### Texte source
____________
Saturnisme : L'attitude révoltante des pouvoirs publics03/11/20042004Journal/medias/journalnumero/images/2004/11/une1892.jpg.445x577_q85_box-0%2C104%2C1383%2C1896_crop_detail.jpg

Leur société

Saturnisme : L'attitude révoltante des pouvoirs publics

Dix ans après l'intoxication de quarante enfants par des peintures au plomb à Paris, leurs familles qui avaient porté plainte contre les pouvoirs publics devront attendre une nouvelle expertise pour savoir... si leurs enfants victimes de saturnisme seront indemnisés ou pas!

À l'époque, ces cas de saturnisme diagnostiqués par les services de l'enfance, avaient été signalés aux autorités sanitaires. En toute logique, l'État et la Ville de Paris auraient dû intervenir au plus vite, reloger les familles et soigner les enfants malades. Mais ils ont laissé traîner les choses en longueur.
____________
### Données extraites

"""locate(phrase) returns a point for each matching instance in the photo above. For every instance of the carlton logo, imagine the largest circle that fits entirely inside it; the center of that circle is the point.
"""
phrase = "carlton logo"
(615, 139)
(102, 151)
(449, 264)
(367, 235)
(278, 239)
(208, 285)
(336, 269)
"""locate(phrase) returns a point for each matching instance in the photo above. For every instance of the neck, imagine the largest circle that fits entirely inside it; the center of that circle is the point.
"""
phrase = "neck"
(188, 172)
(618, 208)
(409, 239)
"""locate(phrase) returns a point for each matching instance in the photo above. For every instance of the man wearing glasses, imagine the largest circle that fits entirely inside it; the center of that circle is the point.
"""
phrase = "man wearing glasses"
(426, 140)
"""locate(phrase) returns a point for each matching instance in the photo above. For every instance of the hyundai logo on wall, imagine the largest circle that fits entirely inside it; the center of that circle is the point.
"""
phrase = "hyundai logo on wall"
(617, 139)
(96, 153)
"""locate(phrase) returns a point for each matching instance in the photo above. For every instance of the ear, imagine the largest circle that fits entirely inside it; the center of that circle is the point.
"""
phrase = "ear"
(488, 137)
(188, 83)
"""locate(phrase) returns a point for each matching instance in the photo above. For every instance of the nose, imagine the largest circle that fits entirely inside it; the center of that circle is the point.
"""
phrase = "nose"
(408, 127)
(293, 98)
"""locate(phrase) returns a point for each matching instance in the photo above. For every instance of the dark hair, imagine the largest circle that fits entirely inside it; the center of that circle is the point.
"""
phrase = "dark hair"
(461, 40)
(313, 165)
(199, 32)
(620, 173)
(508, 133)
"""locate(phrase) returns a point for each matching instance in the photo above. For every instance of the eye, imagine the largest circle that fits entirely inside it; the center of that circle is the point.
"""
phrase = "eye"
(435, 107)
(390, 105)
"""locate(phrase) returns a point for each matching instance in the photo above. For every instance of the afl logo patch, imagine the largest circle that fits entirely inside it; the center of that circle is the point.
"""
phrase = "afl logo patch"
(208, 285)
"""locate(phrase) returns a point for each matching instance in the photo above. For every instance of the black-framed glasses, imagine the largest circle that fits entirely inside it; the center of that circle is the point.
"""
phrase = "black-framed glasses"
____________
### Travail à faire
A. Répondez aux questions suivantes à partir de l'article sur le saturnisme.
(i) Combien d'enfants ont été intoxiqués à Paris ?
(ii) Avec quoi ces enfants ont-ils été intoxiqués ?
(iii) Par quels services les cas de saturnisme avaient-ils été diagnostiqués ?
B. Transcrivez fidèlement le passage de l'article sur le saturnisme qui commence aux mots « Leur société » et s'arrête après « indemnisés ou pas! ».

### Corrigé de l'exercice
A.
(i) Quarante enfants.
(ii) Avec des peintures au plomb.
(iii) Par les services de l'enfance.

B.
Leur société

Saturnisme : L'attitude révoltante des pouvoirs publics

Dix ans après l'intoxication de quarante enfants par des peintures au plomb à Paris, leurs familles qui avaient porté plainte contre les pouvoirs publics devront attendre une nouvelle expertise pour savoir... si leurs enfants victimes de saturnisme seront indemnisés ou pas!